WHAT IS BEING ASKED:
Copy out only those lines running from the line with "of the chimney" to the end of the listing, keeping each one exactly as it is.

※ ※ ※

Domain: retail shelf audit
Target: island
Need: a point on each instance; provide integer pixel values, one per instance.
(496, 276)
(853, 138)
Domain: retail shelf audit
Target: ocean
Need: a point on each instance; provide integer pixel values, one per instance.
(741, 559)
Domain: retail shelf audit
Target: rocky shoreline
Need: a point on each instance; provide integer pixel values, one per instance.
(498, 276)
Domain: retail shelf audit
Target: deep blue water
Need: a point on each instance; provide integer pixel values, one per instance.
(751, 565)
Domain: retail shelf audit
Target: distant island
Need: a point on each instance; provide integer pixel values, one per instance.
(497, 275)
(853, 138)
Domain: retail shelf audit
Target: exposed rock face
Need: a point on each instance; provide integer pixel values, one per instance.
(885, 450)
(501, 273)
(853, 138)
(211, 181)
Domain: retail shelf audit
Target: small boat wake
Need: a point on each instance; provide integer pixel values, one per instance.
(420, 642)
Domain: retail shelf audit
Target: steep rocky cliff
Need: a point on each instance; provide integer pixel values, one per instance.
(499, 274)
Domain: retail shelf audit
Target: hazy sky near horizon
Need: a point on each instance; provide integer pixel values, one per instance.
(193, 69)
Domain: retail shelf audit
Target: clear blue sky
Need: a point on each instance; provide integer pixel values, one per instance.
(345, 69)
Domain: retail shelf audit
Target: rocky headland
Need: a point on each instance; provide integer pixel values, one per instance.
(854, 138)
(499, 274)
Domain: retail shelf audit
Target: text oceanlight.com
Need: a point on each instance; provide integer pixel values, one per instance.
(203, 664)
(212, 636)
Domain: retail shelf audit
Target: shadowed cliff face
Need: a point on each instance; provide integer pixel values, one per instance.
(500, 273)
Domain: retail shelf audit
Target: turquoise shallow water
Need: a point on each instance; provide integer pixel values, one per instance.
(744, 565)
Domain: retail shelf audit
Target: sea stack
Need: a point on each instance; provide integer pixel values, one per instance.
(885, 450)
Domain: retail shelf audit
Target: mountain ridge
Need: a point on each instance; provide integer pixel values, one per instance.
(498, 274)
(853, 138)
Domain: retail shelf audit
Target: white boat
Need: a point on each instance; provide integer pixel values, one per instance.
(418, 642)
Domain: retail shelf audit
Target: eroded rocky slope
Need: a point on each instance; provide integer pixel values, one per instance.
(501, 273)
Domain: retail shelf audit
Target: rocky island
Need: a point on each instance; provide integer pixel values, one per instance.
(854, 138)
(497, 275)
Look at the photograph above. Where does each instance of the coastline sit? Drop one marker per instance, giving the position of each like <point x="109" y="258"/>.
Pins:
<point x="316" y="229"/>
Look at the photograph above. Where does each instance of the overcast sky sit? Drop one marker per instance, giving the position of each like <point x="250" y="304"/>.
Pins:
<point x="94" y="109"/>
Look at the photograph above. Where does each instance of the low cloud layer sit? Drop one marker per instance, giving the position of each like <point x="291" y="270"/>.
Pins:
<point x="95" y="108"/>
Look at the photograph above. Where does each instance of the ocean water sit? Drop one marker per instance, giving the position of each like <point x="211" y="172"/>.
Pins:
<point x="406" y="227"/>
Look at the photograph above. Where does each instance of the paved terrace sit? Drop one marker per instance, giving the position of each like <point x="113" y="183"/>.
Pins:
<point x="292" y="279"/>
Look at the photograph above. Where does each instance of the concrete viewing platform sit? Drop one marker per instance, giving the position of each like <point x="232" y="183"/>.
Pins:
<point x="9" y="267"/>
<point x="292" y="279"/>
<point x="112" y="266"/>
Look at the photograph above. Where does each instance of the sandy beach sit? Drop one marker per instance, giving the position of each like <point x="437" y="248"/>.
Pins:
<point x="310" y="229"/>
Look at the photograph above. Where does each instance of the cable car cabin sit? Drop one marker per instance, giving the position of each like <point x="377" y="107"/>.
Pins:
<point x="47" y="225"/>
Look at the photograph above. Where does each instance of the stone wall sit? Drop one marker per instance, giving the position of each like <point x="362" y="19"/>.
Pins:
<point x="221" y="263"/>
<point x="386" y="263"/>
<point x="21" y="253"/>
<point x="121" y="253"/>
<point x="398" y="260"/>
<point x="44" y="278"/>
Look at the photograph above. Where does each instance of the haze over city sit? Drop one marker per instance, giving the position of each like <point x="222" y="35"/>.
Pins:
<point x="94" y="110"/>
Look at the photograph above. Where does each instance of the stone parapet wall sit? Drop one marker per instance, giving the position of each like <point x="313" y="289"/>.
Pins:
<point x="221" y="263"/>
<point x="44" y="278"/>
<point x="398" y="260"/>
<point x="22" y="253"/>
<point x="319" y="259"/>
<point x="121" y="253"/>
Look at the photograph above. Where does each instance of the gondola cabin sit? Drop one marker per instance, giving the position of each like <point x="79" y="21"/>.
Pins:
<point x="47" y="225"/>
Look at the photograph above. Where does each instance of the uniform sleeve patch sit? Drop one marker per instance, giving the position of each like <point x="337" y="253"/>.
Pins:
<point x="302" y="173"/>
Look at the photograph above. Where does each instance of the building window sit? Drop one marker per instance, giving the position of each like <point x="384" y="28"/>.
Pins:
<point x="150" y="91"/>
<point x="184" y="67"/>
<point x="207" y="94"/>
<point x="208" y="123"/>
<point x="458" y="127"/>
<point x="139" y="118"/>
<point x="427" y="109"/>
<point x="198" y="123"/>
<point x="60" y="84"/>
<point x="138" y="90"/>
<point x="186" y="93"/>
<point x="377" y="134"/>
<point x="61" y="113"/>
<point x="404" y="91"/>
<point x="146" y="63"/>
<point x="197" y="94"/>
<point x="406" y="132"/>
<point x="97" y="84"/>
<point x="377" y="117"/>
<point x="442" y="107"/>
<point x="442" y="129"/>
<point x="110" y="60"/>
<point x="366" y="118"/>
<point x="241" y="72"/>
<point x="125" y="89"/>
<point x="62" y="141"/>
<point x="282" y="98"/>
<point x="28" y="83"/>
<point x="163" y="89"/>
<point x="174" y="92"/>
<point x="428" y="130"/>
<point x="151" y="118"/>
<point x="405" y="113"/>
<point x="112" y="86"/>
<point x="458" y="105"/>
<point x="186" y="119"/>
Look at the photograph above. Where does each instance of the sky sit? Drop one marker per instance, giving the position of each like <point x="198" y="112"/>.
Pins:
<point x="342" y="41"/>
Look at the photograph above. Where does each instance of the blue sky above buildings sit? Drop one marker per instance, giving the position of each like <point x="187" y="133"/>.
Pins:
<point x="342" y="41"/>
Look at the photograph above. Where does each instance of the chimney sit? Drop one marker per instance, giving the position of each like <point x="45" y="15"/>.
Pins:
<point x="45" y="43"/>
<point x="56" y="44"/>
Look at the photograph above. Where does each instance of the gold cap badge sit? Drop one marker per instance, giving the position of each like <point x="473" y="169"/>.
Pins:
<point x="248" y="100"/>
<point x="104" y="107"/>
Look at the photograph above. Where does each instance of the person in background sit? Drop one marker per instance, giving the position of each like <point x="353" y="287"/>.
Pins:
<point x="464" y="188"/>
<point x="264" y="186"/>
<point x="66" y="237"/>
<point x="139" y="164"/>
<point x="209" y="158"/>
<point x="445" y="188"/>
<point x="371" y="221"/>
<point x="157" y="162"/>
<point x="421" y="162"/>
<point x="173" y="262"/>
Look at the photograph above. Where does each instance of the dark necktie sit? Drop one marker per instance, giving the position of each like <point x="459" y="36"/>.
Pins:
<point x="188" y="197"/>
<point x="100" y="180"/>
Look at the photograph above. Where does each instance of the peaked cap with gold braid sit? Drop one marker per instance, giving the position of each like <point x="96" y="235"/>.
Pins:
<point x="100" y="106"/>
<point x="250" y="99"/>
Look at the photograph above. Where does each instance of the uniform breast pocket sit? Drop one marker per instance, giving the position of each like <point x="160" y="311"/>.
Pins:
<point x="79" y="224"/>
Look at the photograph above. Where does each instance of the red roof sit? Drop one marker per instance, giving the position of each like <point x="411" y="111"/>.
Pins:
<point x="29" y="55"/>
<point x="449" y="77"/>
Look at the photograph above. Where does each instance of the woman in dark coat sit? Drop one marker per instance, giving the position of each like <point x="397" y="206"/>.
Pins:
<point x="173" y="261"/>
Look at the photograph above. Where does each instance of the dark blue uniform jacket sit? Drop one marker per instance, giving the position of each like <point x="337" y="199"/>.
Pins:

※ ※ ※

FINISHED EXERCISE:
Look at the photograph above. Where does each instance of the chimney sit? Drop one marker per instance, giving the position of each like <point x="45" y="15"/>.
Pins:
<point x="45" y="43"/>
<point x="56" y="44"/>
Look at the photograph above. Where does each instance of the gold cap badge sit? Drop one marker per instance, giving the position of each like <point x="473" y="169"/>.
Pins:
<point x="248" y="100"/>
<point x="104" y="107"/>
Look at the photograph above. Where does each instance of the person in background sit? Drop one marker per instance, giving the position of each like <point x="353" y="287"/>.
Pins:
<point x="464" y="188"/>
<point x="264" y="186"/>
<point x="66" y="237"/>
<point x="139" y="164"/>
<point x="209" y="158"/>
<point x="445" y="188"/>
<point x="371" y="221"/>
<point x="157" y="162"/>
<point x="421" y="162"/>
<point x="173" y="262"/>
Look at the photograph above. Where does each instance of the dark necktie sit? Drop one marker per instance, giving the position of each like <point x="459" y="36"/>.
Pins:
<point x="188" y="197"/>
<point x="100" y="180"/>
Look at the photograph above. Where does each instance of the peaked cap with gold braid sit? Drop one marker per instance, giving the position of each like <point x="96" y="235"/>.
Pins:
<point x="100" y="106"/>
<point x="250" y="99"/>
Look at the photograph above. Where does each instance of the uniform breast pocket sit? Drop one marker per instance, giving the position of each like <point x="160" y="311"/>.
Pins:
<point x="79" y="224"/>
Look at the photograph above. Where does each instance of the red roof sit? Drop one marker per instance, giving the position of each like <point x="411" y="111"/>.
Pins:
<point x="29" y="55"/>
<point x="449" y="77"/>
Look at the photograph above. Where does each instance of the woman in dark coat sit? Drop one marker per instance, giving the position of each like <point x="397" y="206"/>.
Pins:
<point x="173" y="261"/>
Look at the photograph above. Where does each instance of the dark blue uniform jacket sit? Drop one marker per instance, giving the position of each like <point x="337" y="199"/>.
Pins:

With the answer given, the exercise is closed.